▸ Ausgewählter Abschnitt
-----
Landesarchäologie birgt Alltagsgegenstände
14.08.2018Das Gelände der Neuenlander Straße 105, wo sich zuletzt das Haus Neuenland der AWO befand, liegt nach Abriss der Gebäude seit längerem brach. Nun ist es vom Land Bremen an einen Investor veräußert worden. Dieses Grundstück war bis jetzt als Bodendenkmal geschützt. Denn die alten Gebäude aus dem 19. Jahrhundert standen auf einer knapp 80 cm hohen, künstlich aufgeschütteten Erhebung, einer sogenannten Wurt, einem mittelalterlichen Wohnhügel.
Entlang der heute viel befahrenen Straße sind insgesamt zehn solcher, zum Teil nur noch sehr schwach erkennbare Siedlungshügel aus dieser Zeit erhalten. Sie gehörten zum Dorf Neuenland, das, bei St. Martini eingepfarrt, als bremische Landgemeinde im 18. Jahrhundert zehn Vollhöfe und etwa 100 Einwohner besaß.
Die Besiedlung des Neuenlandes war die letzte Phase der sogenannten Hollerkolonisation um die Hansestadt herum. Urbar gemacht und besiedelt wurden so von landsuchenden bzw. angeworbenen Holländern etwa das namengebende Holler- und Blockland, das Vieland und Oberneuland. Die Holländer waren besonders zur Besiedlung der hochwassergefährdeten Landflecken geeignet, brachten sie doch die Kenntnis über die zur Kolonisierung notwendigen Wasserbautechniken aus ihrer Heimat mit.
Den Beginn der Hollerkolonisation markiert die erste im Jahr 1113 von Bischof Friedrich I. von Bremen ausgestellte Kolonisationsurkunde. In ihr wurde sechs Holländern unbebautes Marschland zur Urbarmachung übertragen. Die Erzbischöfe von Bremen stellten im Laufe des 12. Jahrhunderts noch weitere Kolonisationsurkunden aus.
Jedoch erst 1201 verlieh Erzbischof Hartwig II. für das Nielandt (1284: Nyenlande) das Privileg zur Kolonisierung, das erstmals 1207 im Bremischen Urkundenbuch erwähnt wird. Im 13. Jahrhundert entstand hier das Straßendorf Neuenlande im Obervieland, das damals noch bis zur Ochtum reichte. Längs der Höfe entstand ein Weg, die heutige stark befahrene Neuenlander Straße.
-----
▸ Bereitgestelltes Material

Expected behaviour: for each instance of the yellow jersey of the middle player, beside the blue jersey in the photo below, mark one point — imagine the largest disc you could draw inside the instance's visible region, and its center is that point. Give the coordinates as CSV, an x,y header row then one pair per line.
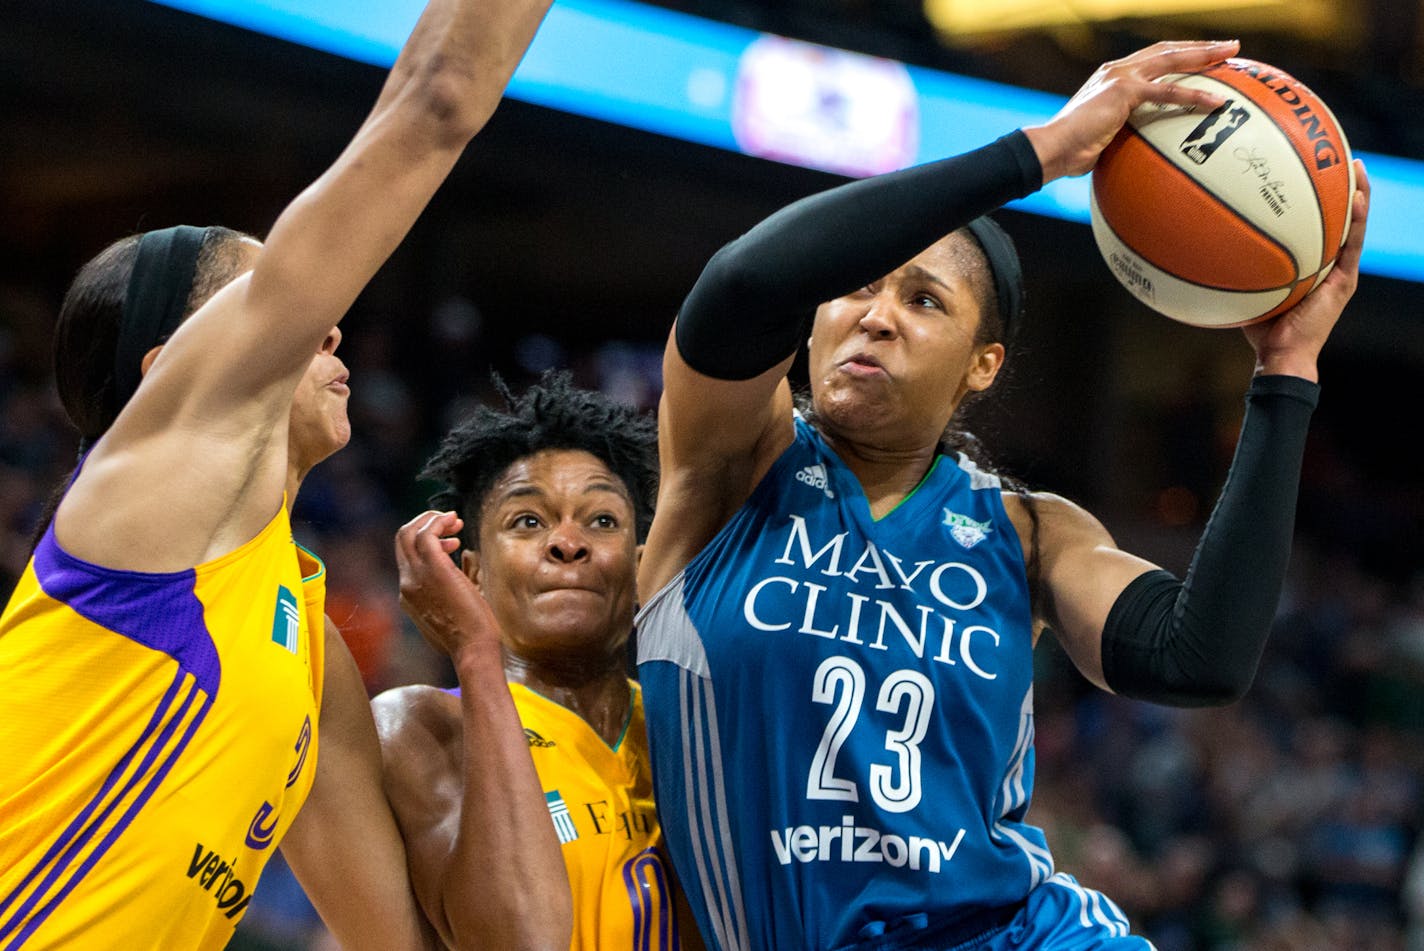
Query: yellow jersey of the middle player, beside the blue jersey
x,y
600,799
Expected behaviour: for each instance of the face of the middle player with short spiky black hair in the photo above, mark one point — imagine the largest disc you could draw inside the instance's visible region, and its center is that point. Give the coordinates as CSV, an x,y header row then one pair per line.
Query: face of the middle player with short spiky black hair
x,y
559,557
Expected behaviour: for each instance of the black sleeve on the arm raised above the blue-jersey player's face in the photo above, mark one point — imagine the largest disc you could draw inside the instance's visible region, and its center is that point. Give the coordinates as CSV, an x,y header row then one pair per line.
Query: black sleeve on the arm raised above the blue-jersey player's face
x,y
748,310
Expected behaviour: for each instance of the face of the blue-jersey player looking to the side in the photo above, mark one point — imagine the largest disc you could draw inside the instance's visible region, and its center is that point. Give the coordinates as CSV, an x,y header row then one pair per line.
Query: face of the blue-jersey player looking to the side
x,y
892,361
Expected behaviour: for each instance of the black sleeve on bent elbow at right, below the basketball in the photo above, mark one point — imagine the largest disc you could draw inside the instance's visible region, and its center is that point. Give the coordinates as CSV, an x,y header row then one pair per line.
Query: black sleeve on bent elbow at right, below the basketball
x,y
1198,643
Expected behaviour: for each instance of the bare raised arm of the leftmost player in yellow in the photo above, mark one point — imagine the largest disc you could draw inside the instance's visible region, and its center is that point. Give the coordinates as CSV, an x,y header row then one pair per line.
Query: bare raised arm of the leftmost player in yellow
x,y
236,364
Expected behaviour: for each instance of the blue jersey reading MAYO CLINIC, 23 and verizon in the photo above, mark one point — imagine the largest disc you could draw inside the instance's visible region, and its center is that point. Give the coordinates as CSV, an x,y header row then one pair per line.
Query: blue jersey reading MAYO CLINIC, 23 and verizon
x,y
841,713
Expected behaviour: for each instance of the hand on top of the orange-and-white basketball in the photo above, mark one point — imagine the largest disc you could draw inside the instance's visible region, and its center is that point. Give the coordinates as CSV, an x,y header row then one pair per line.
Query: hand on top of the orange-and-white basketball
x,y
1070,143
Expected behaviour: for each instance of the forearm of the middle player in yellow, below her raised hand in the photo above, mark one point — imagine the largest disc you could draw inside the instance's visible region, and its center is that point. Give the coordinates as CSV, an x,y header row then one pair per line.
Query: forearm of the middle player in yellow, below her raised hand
x,y
508,886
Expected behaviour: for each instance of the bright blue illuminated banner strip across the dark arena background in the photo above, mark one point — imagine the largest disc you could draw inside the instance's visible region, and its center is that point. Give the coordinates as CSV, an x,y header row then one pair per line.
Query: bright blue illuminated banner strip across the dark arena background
x,y
767,96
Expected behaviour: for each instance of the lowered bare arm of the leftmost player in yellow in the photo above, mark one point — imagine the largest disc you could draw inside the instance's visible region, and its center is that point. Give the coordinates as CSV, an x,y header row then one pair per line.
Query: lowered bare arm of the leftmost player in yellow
x,y
344,846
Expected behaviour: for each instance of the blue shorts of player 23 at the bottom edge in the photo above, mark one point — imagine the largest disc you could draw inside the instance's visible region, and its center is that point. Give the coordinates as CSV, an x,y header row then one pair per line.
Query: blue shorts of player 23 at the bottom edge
x,y
1057,916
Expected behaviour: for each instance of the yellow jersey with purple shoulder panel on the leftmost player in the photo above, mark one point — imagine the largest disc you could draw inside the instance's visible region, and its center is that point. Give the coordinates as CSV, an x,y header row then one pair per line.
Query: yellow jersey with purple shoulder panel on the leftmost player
x,y
157,737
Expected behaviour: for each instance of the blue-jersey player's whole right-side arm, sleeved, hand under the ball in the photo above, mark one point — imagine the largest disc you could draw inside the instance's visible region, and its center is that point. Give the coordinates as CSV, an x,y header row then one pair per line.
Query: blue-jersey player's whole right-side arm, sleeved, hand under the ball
x,y
1140,631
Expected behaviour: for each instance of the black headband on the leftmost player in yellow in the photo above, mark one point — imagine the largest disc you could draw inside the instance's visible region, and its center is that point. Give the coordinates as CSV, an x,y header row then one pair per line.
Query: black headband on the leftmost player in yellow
x,y
157,295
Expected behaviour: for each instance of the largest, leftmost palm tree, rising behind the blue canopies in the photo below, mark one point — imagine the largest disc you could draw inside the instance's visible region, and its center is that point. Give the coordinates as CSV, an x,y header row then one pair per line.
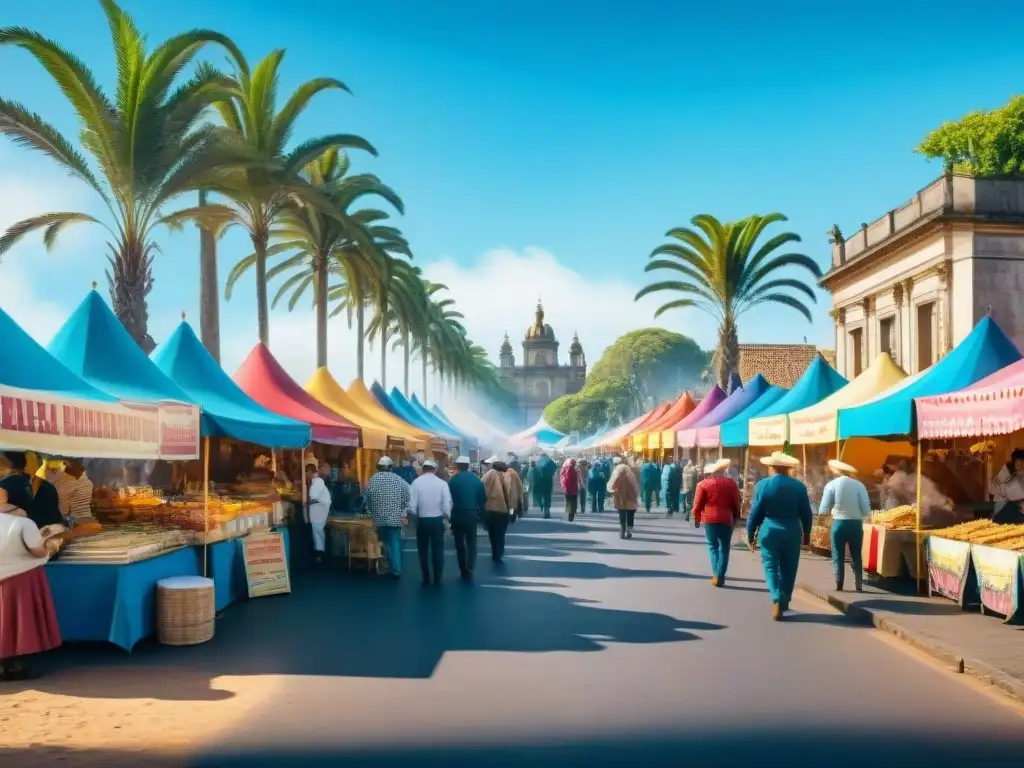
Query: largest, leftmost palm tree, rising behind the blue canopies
x,y
147,145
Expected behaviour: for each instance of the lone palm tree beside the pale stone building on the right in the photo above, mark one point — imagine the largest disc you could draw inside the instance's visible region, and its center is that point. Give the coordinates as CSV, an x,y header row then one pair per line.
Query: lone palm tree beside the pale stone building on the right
x,y
724,273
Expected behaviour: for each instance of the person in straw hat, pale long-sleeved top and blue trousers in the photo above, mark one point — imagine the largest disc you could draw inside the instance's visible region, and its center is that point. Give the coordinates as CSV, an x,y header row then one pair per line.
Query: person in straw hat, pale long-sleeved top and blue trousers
x,y
846,499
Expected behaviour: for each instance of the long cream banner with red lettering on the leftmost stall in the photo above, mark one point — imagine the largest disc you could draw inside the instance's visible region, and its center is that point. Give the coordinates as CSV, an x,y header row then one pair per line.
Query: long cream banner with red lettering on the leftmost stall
x,y
51,424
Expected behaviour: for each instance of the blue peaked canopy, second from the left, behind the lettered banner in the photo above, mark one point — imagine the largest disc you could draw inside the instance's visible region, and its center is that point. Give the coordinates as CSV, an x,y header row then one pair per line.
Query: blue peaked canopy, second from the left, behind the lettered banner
x,y
96,347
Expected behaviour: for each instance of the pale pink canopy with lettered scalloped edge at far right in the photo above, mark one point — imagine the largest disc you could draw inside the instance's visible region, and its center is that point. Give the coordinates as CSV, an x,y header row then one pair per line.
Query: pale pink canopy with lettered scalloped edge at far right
x,y
991,407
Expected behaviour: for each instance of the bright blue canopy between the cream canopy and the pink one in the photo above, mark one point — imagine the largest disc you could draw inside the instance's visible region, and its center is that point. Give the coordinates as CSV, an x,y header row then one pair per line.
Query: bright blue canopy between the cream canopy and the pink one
x,y
985,352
-----
▸ Arbeitsauftrag 1
Erkläre anhand des ausgewählten Abschnitts in ein bis drei Sätzen, weshalb sich die Holländer besonders für die Besiedlung der hochwassergefährdeten Landflecken eigneten.
▸ Arbeitsauftrag 2
Gib aus dem ausgewählten Abschnitt den Wortlaut unverändert wieder, beginnend mit „Die Besiedlung des“ und weiter bis einschließlich „weitere Kolonisationsurkunden aus.“.

▸ Antwortbereich 1
Die Holländer brachten aus ihrer Heimat die Kenntnis über die Wasserbautechniken mit, die für die Kolonisierung notwendig waren. Deshalb waren sie besonders zur Besiedlung der hochwassergefährdeten Landflecken geeignet.

▸ Antwortbereich 2
Die Besiedlung des Neuenlandes war die letzte Phase der sogenannten Hollerkolonisation um die Hansestadt herum. Urbar gemacht und besiedelt wurden so von landsuchenden bzw. angeworbenen Holländern etwa das namengebende Holler- und Blockland, das Vieland und Oberneuland. Die Holländer waren besonders zur Besiedlung der hochwassergefährdeten Landflecken geeignet, brachten sie doch die Kenntnis über die zur Kolonisierung notwendigen Wasserbautechniken aus ihrer Heimat mit.
Den Beginn der Hollerkolonisation markiert die erste im Jahr 1113 von Bischof Friedrich I. von Bremen ausgestellte Kolonisationsurkunde. In ihr wurde sechs Holländern unbebautes Marschland zur Urbarmachung übertragen. Die Erzbischöfe von Bremen stellten im Laufe des 12. Jahrhunderts noch weitere Kolonisationsurkunden aus.